**DATA SUPPLIED**

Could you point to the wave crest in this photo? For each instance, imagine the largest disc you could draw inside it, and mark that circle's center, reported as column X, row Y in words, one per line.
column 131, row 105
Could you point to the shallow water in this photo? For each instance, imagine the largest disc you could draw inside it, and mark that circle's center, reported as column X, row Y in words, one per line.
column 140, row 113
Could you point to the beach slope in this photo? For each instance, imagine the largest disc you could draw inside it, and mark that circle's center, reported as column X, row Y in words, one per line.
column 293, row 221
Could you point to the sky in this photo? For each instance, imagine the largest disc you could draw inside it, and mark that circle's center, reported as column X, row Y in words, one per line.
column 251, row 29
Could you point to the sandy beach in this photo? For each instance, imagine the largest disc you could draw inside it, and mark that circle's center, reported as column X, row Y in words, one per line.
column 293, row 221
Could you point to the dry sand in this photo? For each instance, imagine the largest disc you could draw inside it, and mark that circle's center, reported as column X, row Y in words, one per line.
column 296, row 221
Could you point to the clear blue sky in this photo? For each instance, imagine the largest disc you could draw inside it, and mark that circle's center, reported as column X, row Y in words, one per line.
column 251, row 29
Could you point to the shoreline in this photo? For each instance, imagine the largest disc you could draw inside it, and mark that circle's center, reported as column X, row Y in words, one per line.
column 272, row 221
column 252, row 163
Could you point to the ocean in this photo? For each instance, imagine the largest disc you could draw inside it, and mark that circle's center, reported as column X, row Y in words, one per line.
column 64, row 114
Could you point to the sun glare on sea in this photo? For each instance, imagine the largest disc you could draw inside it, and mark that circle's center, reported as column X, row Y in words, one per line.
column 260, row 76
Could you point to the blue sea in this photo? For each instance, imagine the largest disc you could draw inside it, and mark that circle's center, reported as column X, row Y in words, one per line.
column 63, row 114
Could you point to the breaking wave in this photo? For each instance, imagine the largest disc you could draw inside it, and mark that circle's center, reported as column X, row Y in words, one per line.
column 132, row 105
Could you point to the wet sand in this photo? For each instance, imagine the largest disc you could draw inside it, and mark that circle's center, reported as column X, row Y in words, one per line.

**YOUR INSTRUCTIONS**
Copy every one of the records above word for word, reproducing each line unchanged and in the same order.

**WORKED ANSWER**
Could you point to the wave crest in this photo? For each instance, imagine the largest disc you could draw inside it, and mark that circle's center, reported as column X, row Y in words, one per line.
column 131, row 105
Could you point to the shallow water in this photo? For each instance, imagine the largest disc you could draw inside it, and mark that circle's center, reported as column X, row Y in words, one per line.
column 140, row 113
Could you point to the beach slope in this photo? For each instance, imagine the largest disc you could draw inside it, and mark that circle's center, reported as column X, row Y in words, one per line.
column 293, row 221
Could you point to the sky in this photo? For each instance, imagine the largest disc you could draw inside it, and mark that circle's center, reported as column X, row Y in words, one per line.
column 251, row 29
Could you point to the sandy beach in this photo? For each instance, imagine the largest disc you could draw inside it, and mark that circle's center, reported as column X, row Y in words, one per line.
column 293, row 221
Could you point to the dry sand in this photo? For each instance, imagine the largest disc you could draw inside it, and mark that circle's center, reported as column X, row Y in words, one per line.
column 296, row 221
Could you point to the clear blue sky in this photo? For each instance, imagine the largest disc you could draw inside it, and mark that circle's center, reported as column X, row Y in words, one per line.
column 251, row 29
Could you point to the shoreline in this photo? For each instance, imagine the largest disc you could draw inside it, and mark that circle's center, reported as column X, row Y in words, one per line.
column 272, row 221
column 252, row 163
Could you point to the ocean in this photo? For each instance, imagine the largest disc you could draw inside it, and mark that circle's center, reported as column X, row Y in words, one per line.
column 64, row 114
Could you point to the sun glare on sea in this photo? For each instance, imagine the largest disc you could draw inside it, and mark that circle's center, reported as column X, row Y in words, one per line.
column 260, row 76
Could you point to the blue sea in this photo? For each instance, imagine the largest disc you could draw inside it, and mark that circle's center, reported as column X, row Y in words, one per line.
column 63, row 114
Could you point to the breaking wave in this photo? For each instance, imagine the largest disc you could draw inside it, and mark that circle's center, reported as column X, row Y in words, one per line.
column 132, row 105
Could you point to the wet sand in this photo? For each instance, imagine the largest disc you could draw inside it, and mark that circle's center, reported as column X, row Y in words, one per line.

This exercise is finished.